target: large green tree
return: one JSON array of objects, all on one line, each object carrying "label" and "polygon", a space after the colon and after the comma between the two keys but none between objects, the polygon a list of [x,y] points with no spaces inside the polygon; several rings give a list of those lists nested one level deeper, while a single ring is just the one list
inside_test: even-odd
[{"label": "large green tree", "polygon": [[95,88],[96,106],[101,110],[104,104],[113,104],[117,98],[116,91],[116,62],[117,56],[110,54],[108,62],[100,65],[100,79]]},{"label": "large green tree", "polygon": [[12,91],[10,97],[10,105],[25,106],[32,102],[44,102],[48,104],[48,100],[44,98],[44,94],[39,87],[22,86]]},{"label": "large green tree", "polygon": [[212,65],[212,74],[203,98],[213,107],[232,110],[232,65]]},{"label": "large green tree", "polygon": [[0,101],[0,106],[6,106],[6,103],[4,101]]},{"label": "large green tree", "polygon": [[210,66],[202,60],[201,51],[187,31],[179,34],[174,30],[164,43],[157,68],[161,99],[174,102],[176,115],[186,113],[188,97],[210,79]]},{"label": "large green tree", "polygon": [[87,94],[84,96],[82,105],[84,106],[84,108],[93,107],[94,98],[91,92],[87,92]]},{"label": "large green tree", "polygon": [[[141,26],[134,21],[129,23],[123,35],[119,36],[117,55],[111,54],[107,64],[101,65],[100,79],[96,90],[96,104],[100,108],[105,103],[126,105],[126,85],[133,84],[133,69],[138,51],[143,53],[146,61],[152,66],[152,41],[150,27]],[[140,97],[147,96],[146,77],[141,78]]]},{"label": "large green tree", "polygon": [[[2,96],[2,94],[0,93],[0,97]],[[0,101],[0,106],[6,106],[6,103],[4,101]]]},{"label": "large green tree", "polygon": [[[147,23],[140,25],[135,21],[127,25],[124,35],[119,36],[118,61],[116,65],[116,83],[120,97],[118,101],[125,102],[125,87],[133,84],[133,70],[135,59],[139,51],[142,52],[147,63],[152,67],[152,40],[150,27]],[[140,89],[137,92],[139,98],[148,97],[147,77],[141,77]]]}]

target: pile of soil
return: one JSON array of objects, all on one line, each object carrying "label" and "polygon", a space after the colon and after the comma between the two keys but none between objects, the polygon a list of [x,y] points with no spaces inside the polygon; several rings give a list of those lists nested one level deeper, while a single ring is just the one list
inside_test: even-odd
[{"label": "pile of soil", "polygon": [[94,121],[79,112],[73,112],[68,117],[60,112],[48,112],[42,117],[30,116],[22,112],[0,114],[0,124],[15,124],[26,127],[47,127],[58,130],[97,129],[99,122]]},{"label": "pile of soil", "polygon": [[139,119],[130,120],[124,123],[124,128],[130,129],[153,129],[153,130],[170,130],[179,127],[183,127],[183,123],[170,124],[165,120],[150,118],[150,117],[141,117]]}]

****

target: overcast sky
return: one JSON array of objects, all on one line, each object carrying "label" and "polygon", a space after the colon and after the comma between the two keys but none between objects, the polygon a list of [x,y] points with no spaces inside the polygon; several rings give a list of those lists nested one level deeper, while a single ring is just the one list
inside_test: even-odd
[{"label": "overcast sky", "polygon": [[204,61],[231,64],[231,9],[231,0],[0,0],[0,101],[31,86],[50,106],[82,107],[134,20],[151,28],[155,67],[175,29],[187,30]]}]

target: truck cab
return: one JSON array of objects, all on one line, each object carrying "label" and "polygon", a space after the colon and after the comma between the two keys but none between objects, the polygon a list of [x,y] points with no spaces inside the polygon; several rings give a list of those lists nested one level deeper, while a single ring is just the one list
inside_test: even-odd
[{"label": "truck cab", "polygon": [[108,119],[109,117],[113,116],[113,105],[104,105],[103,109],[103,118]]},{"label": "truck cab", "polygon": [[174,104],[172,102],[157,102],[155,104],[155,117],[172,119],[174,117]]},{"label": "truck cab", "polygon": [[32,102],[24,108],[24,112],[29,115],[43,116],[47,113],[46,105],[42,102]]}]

****

Find each line in the records that includes the word "target". Report the total and nothing more.

**RESULT BELOW**
4